Travolti da un insolito destino nel grigio gorgo della cancel culture

Di Piero Vietti
13 Ottobre 2021
Un libro mette alla prova del politicamente corretto il cinema italiano degli anni d'oro. Che oggi sarebbe definito sessista, omofobo e razzista. Istruzioni per salvarlo a tutti i costi
Travolti da un insolito destino nell’azzurro mare di agosto
Una scena del film "Travolti da un insolito destino nell’azzurro mare di agosto"

Se è successo a Via col vento, perché non dovrebbe capitare all’Alberto Sordi di Amore mio aiutami, film italiano del 1969 in cui l’Albertone nazionale corca di botte per quasi tutta la pellicola la bionda consorte Monica Vitti, prendendola a calci, manrovesci e pugni in faccia? E perché non al Sordi che in Io e Caterina si lamenta che «le donne ormai le faccende domestiche non vogliono farle più»? E che dire della «bottana industriale» Mariangela Melato, malmenata da Giancarlo Giannini in Travolti da un insolito destino nell’azzurro mare d’agosto?

E ancora: Lino Banfi che canta «benvenuti a sti frocioni», Totò che si pittura la faccia di nero e – anticipando di decenni Tale e quale show – fa del blackface prendendo in giro la parlata degli africani, e poi Sophia Loren, Marisa Allasio e Silvia Pampanini che in più di un film fanno girare i maschi arrapati che fischiano e lanciano apprezzamenti (o fanno catcalling?), e i protagonisti del Sorpasso che scherzano su Occhiofino-Finocchio.

Chi minimizza non ha capito niente

Si potrebbero riempire libri con esempi di film italiani che, guardati con l’occhio inquisitore della cancel culture che tanti danni sta già facendo nei paesi anglosassoni, rischierebbero la censura, la damnatio memoriae o quanto meno un trigger warning prima della visione. E un libro Alessandro Chetta lo ha riempito, in effetti. Si chiama Cancel Cinema, i film italiani alla prova della neocensura (Aras edizioni). Chetta si porta avanti col lavoro e immagina «i riflettori puntati e i fucili spianati» sulla corposa produzione di film italiani che oggi verrebbero accusati di sessismo, razzismo, omofobia. In verità il titolo non rende pieno merito alla profondità di questo saggio ben scritto e ricco di spunti: non di solo cinema parla Chetta nelle sue 190 pagine, ma dei «nuovi intendimenti morali» con cui tutta la cultura viene ormai giudicata, anche retroattivamente.

• DATI
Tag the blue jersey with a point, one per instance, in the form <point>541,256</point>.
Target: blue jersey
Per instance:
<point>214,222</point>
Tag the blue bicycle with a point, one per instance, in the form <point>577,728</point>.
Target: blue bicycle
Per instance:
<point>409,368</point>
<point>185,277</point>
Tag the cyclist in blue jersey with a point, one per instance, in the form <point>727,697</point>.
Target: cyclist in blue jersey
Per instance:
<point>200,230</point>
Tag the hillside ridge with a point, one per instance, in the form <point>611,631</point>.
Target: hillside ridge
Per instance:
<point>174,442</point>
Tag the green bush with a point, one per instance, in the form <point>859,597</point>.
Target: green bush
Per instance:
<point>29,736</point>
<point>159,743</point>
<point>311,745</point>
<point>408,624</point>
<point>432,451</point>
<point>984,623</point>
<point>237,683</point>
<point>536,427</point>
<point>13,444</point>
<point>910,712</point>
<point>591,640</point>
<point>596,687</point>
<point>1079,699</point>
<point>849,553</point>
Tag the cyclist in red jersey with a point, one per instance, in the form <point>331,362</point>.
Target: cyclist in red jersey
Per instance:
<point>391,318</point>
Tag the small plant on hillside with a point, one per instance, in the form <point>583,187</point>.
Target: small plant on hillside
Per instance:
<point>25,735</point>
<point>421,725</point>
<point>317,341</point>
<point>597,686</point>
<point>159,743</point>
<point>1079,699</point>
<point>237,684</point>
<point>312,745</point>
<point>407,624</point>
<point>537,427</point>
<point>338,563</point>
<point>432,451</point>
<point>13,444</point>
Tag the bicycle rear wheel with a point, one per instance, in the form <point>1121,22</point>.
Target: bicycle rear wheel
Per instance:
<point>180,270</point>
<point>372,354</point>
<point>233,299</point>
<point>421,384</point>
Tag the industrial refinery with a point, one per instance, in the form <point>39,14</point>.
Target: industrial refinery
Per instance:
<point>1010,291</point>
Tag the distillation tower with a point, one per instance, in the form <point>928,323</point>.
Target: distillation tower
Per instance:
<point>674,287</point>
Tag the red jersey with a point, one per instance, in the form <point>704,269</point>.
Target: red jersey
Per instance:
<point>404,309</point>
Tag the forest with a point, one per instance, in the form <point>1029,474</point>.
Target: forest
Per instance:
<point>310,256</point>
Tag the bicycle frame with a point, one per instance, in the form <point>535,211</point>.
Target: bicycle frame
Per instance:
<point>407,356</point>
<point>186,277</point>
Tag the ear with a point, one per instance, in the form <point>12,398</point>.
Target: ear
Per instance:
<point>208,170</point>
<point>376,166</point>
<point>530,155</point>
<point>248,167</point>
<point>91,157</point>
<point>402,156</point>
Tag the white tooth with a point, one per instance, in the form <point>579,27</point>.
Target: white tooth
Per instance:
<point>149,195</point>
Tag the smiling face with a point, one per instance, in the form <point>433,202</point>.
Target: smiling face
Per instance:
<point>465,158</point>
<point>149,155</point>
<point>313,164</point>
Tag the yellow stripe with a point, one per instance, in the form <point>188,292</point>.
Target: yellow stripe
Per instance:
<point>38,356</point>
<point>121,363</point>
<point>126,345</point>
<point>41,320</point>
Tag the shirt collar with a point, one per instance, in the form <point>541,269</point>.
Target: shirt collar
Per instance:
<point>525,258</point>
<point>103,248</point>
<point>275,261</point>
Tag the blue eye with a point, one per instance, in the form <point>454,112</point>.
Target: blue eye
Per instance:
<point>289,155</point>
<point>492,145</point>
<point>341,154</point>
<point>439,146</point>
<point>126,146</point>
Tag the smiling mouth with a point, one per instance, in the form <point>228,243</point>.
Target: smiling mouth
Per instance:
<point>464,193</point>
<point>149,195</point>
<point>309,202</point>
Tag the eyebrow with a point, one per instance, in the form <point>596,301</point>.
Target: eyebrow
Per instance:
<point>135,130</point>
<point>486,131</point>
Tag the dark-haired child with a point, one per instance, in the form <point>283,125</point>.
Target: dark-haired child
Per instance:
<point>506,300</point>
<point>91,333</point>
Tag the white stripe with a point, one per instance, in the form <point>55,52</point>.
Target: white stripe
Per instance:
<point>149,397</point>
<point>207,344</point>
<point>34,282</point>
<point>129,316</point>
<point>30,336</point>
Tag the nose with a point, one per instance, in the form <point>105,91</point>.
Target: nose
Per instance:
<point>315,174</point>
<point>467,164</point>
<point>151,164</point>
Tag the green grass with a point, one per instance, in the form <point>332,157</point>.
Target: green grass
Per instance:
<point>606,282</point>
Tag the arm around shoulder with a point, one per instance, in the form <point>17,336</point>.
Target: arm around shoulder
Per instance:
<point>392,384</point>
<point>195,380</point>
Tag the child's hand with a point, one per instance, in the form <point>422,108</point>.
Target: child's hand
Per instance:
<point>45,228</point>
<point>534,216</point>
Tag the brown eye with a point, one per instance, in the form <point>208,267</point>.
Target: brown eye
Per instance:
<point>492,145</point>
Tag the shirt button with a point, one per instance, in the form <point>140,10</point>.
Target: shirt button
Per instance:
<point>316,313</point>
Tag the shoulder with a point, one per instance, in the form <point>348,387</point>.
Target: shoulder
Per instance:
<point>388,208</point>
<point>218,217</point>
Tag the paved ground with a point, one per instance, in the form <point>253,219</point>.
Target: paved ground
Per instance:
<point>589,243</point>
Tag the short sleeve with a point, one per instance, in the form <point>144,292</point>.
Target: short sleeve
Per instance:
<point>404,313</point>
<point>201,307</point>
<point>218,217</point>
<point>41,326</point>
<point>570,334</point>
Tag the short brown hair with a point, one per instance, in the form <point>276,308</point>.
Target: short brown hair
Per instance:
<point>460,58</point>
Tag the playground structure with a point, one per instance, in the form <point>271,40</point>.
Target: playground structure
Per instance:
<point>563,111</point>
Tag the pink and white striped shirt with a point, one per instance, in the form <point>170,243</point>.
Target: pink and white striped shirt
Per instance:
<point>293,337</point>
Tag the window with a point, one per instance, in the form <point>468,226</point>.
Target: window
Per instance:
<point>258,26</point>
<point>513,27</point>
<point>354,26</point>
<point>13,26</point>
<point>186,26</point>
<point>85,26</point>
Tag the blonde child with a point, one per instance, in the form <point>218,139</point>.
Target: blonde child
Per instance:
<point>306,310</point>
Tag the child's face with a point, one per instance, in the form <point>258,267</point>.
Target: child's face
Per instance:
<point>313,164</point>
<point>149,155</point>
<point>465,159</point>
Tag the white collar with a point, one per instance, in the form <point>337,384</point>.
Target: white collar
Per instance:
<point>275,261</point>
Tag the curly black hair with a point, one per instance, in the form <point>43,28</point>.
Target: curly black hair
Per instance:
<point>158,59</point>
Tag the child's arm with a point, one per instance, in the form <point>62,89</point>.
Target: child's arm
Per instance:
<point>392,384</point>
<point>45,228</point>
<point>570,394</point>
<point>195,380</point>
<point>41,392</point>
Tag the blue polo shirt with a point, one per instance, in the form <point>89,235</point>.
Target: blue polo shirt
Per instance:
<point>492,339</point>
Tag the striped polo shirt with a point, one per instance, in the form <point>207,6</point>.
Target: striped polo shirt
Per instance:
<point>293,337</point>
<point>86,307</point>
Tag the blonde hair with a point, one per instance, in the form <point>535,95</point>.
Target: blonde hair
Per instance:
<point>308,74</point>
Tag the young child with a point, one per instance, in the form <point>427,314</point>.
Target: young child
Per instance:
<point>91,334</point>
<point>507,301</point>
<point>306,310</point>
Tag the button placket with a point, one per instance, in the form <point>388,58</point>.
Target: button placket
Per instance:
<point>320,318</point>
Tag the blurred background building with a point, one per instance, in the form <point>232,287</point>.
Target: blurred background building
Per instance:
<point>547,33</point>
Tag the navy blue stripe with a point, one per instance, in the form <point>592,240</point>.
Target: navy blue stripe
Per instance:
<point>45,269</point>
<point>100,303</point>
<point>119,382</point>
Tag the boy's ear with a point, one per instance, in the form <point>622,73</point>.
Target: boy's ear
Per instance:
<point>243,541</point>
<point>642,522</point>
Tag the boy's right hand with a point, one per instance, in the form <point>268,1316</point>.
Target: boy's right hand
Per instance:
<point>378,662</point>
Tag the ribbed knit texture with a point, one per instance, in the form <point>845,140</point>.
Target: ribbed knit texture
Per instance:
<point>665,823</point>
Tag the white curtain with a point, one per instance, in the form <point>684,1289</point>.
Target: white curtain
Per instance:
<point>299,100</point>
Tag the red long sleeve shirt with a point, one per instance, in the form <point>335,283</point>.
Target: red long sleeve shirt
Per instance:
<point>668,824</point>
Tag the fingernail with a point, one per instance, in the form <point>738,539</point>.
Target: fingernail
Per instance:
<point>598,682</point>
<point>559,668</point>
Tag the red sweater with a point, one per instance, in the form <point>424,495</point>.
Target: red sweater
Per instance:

• COMPITO DA SVOLGERE
Come si traduce in inglese questa frase dell'articolo sulla cancel culture: «Un libro mette alla prova del politicamente corretto il cinema italiano degli anni d'oro.»?

• RISPOSTA AL COMPITO
A book puts the golden age of Italian cinema to the test of political correctness.